**Photo-based referring expression data**
● ● ● ● ● ● ●

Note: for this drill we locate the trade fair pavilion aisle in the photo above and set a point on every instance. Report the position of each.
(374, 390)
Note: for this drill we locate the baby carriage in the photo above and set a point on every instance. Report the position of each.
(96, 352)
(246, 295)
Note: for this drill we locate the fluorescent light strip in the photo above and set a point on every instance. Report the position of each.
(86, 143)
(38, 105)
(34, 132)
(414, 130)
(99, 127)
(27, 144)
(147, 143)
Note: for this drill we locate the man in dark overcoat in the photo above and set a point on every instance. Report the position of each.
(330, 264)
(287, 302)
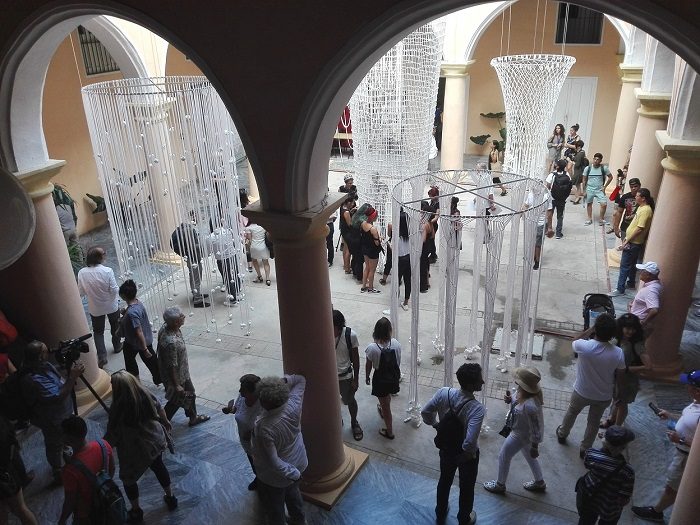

● ● ● ● ● ● ●

**Required work**
The records above, copied word for word without the pictures, are what should be output.

**Solved exercise**
Note: for this drill we locate the trade fair pavilion aisle in the photo above and set a point on every instance. Report the position of each.
(374, 390)
Note: for this drill we locate the baby carriage in the photo above and set a point on every instance. Report the position of each.
(96, 352)
(246, 295)
Note: for this drill we locate the fluorescent light strip in the photo above and set a point on every instance. Report the position of each.
(86, 143)
(38, 105)
(34, 132)
(414, 130)
(99, 127)
(27, 144)
(147, 143)
Note: for this drill we locate the man in dark overcoat in the photo above and set a point on every instance. Report the position of each.
(330, 264)
(287, 302)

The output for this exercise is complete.